— BEGIN Extract to read —
Berlin-based Heramba Electric is to provide charging and electrification equipment to commercial and civil transit vehicles.
The combined company is expected to trade on the Nasdaq once the deal is completed in the first quarter of 2024.
Project Energy has about $113 million in its current trust having seen 58% of its shares redeemed in an extension that pushed its deadline to May 2, 2024. It has not yet supplemented this with additional outside funding.
Closing is conditioned upon Heramba completing its acquisition of Kiepe Electric. Heramba announced the transaction to carve Kiepe out of Knorr-Bremse (DE:KBX) in August and the parties expect it to close in the fourth quarter.
Project Energy has not yet released its merger documents or an investor presentation, but its profile page will be updated once additional information is made available.
Quick Takes: This deal is special in the sense that it brings together two different special purpose companies, although Heramba is not a listed vehicle like Project Energy.
The private acquisition company has offices in both Germany and the US and has been itself seeking a target that would help decarbonize commercial transportation since its founding in January 2023. Project Energy has meanwhile been on the hunt since October 2021.
That timing is somewhat interesting, as Knorr-Bremse has been shopping Kiepe since at least late last year, according to its 2022 annual report. At the time, it did not break out Kiepe’s revenues from the rest of its divisions, but it noted the subsidiary accounted for about €170 million in assets ($177 million) and €155 million in liabilities ($162 million).
— END Extract to read —
• **Written instruction**:
Copy out the part of the Heramba Electric merger article from "Project Energy has not" to "since October 2021.".
— BEGIN Data entries —
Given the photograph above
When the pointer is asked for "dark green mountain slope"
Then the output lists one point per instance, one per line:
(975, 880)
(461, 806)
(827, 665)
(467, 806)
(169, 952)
— END Data entries —
• **Result of the exercise**:
Project Energy has not yet released its merger documents or an investor presentation, but its profile page will be updated once additional information is made available.
Quick Takes: This deal is special in the sense that it brings together two different special purpose companies, although Heramba is not a listed vehicle like Project Energy.
The private acquisition company has offices in both Germany and the US and has been itself seeking a target that would help decarbonize commercial transportation since its founding in January 2023. Project Energy has meanwhile been on the hunt since October 2021.